FRAGMENTO DEL TEXTO:
Aquellas grandes infraestructuras, con decenas de habitaciones, han dado paso a casas, masías rurales, mucho más modestas, con menos pretensiones. Todavía sigue ahí la ruta del agua por municipios como Chelva, aunque al llegar a Chulilla la fuente esté seca. La sequía, la excesiva regulación de las aguas, la sobreexplotación de los acuíferos...
Pero el turismo rural se alimenta ahora de esos lugares donde los ríos, los embalses, suponen una fuente añadida de ingresos. Como en Loriguilla, o en Montanejos. O en Cabriel, donde las actividades deportivas relacionadas con el agua, como rafting, piragüismo o descenso de cañones, están cada vez más extendidas. Por eso miran con preocupación los caudales del agua, observan el cielo despejado de otoño y esperan que no haya problemas para la próxima temporada. «Llevamos ya algunos años de sequía», dicen.

Datos de localización de regiones a partir de texto
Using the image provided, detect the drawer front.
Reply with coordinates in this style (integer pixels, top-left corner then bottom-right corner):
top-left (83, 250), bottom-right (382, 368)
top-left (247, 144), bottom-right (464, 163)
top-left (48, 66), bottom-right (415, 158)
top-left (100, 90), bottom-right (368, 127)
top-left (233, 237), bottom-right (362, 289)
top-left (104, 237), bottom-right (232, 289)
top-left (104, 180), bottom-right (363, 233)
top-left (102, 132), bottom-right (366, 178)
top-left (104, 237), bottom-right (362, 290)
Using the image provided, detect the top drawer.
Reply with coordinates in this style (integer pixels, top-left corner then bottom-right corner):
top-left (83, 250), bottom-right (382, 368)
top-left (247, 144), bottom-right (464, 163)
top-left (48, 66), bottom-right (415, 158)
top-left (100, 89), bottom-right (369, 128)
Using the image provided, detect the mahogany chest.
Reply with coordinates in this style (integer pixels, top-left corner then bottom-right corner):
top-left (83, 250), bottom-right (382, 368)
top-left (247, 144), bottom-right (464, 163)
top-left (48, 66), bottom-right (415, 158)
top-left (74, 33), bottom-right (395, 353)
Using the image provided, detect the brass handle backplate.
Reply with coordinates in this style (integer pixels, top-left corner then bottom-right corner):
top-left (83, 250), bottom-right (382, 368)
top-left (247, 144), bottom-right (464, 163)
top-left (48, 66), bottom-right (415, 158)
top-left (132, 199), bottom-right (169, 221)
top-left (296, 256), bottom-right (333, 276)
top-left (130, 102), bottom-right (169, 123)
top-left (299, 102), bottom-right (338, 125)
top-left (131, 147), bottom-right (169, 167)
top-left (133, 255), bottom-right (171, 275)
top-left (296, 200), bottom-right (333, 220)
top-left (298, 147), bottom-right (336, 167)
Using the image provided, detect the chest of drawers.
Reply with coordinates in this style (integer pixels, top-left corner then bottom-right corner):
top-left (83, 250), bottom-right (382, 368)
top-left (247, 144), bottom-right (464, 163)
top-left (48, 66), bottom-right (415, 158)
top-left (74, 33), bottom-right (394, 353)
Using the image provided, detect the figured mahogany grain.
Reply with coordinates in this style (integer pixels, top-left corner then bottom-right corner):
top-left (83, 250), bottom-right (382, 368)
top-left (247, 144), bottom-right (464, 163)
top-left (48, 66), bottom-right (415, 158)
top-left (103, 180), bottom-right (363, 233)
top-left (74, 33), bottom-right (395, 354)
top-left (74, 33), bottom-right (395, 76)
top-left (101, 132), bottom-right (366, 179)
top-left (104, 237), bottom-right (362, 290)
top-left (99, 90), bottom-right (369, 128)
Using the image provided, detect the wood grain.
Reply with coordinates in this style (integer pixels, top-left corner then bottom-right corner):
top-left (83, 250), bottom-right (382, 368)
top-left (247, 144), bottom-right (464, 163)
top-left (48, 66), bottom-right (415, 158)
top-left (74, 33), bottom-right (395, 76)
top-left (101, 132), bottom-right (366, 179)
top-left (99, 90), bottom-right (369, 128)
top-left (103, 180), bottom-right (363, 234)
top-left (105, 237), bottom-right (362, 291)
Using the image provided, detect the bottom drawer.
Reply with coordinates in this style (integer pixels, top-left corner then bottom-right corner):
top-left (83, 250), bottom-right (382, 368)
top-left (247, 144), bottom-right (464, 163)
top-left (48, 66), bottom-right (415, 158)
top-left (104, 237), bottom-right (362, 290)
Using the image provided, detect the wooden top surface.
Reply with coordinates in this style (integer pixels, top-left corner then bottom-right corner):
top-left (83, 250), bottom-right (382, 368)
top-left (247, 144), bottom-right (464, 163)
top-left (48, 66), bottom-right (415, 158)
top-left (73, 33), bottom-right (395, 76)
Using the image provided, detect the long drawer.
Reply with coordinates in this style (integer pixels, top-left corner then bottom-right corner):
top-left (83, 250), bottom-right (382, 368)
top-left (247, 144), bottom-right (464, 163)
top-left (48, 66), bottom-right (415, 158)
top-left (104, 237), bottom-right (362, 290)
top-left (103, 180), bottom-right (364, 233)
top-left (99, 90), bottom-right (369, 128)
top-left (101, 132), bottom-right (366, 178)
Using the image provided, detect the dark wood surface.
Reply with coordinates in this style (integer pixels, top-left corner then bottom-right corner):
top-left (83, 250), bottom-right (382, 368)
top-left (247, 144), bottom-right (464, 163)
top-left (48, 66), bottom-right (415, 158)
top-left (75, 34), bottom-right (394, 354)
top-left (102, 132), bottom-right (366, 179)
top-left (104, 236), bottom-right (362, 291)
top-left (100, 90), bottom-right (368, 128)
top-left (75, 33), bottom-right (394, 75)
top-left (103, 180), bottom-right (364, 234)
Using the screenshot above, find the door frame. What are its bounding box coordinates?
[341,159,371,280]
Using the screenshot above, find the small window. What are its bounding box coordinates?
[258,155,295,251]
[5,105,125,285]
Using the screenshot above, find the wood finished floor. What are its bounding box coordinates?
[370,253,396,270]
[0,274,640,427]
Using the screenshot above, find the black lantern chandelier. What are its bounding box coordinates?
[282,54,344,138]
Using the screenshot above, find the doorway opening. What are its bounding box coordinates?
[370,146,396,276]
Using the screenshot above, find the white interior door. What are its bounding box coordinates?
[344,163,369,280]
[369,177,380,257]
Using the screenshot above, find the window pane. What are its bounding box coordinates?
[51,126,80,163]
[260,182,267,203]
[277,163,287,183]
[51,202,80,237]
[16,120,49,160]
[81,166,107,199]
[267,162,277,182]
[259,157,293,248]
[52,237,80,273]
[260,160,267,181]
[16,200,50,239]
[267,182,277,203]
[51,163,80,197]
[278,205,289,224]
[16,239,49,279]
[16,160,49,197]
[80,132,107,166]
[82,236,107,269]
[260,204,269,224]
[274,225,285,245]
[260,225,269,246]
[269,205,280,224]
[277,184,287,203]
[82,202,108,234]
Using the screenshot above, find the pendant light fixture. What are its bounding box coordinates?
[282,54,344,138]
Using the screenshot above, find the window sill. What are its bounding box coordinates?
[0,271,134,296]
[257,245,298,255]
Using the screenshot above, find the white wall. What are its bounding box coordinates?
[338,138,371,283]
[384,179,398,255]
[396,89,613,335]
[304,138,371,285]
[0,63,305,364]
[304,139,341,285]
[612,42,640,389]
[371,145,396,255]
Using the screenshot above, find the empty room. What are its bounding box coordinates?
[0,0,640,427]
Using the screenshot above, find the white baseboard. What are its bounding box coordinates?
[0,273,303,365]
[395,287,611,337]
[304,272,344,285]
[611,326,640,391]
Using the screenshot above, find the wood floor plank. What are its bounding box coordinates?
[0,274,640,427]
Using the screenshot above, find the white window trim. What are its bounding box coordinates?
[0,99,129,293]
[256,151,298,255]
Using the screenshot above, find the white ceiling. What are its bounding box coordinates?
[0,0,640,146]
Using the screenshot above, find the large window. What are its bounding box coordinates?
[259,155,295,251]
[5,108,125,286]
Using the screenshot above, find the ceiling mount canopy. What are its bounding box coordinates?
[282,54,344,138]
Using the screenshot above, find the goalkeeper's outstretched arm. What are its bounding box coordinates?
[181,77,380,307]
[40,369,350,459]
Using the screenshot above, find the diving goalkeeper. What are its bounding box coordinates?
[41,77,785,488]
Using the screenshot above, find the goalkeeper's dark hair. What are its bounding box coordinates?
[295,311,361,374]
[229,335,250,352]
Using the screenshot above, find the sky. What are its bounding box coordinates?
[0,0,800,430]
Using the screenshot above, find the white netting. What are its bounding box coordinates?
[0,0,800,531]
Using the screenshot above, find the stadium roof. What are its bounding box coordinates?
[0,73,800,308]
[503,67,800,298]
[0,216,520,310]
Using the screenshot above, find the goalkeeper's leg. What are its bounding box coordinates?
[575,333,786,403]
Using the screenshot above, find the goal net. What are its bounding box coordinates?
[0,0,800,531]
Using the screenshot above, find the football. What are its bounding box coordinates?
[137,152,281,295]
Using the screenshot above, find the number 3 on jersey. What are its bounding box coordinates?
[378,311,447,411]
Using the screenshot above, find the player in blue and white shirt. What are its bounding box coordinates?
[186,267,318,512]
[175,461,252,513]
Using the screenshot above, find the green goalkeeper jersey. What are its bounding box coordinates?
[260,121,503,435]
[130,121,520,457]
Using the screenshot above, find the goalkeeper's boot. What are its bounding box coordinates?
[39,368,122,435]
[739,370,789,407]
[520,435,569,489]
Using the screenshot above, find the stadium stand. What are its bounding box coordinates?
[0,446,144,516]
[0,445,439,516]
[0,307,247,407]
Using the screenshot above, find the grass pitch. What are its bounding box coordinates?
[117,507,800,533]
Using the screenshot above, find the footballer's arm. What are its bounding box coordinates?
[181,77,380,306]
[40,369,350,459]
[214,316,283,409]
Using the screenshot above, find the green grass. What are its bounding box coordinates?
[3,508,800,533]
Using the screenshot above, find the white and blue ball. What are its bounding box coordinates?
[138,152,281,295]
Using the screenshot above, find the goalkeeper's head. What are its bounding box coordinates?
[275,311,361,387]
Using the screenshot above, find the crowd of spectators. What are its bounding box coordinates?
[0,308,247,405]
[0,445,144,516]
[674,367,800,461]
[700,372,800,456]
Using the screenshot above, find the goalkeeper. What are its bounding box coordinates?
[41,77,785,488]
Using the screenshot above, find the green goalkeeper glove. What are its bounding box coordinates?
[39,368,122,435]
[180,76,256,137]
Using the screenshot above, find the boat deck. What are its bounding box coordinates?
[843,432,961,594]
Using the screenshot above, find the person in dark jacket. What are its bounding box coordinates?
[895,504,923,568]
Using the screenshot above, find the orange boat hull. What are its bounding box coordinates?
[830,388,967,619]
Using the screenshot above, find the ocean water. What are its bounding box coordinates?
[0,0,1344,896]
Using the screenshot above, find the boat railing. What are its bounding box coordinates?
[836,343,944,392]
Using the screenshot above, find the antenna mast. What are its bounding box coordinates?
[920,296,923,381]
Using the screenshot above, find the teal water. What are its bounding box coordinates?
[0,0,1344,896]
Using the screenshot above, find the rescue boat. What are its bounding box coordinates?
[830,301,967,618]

INSTRUCCIONES DE TAREAS:
1. Responde a estas preguntas según el fragmento sobre el turismo rural y el agua:
(a) ¿Qué ha sustituido a las grandes infraestructuras con decenas de habitaciones?
(b) ¿En qué estado está la fuente al llegar a Chulilla?
(c) ¿Qué actividades deportivas relacionadas con el agua se mencionan en Cabriel?
2. Indica si cada afirmación concuerda con el fragmento sobre el turismo rural y el agua. Responde sí o no y cita las palabras del fragmento que lo deciden.
(a) La ruta del agua todavía pasa por municipios como Chelva.
(b) En Cabriel las actividades deportivas acuáticas están en retroceso.
(c) Según quienes hablan, la sequía dura ya varios años.
3. Continúa el fragmento sobre el turismo rural y el agua a partir de la última frase.

RESPUESTAS:
1.
(a) Casas y masías rurales, mucho más modestas y con menos pretensiones.
(b) Está seca.
(c) Rafting, piragüismo y descenso de cañones.

2.
(a) Sí: «Todavía sigue ahí la ruta del agua por municipios como Chelva».
(b) No: «están cada vez más extendidas».
(c) Sí: «Llevamos ya algunos años de sequía».

3.
Si hay en la Comunitat Valenciana algún lugar que viva del agua ese ha sido, sin ninguna duda, El Palmar. Ya no es una isla inaccesible desde que se construyeron varios puentes sobre las acequias en 1930, pero todavía sus habitantes, menos de un millar, miran hacia la Albufera cada día, porque ahí está su fuente de ingresos, tanto para el pescador, como para el agricultor, el barquero o el hostelero. «¿Ves esta foto?- me enseña José Vicente, un pescador-. Es del año pasado por estas fechas, el nivel estaba mucho más alto que ahora».
Es El Palmar un buen termómetro de lo que pasa con la sequía, ya que apenas unos centímetros lo cambian todo. «Si no hay suficiente agua no se pueden inundar los arrozales que están más altos». También se ve afectada la pesca, porque hay menos. Hasta en el olor que desprende el lago. Porque lo que pasa río arriba tiene sus consecuencias en la Albufera, donde va a desembocar un caudal ya tan regulado que cuando hay sequía no permite renovar las aguas del lago, y se pudre.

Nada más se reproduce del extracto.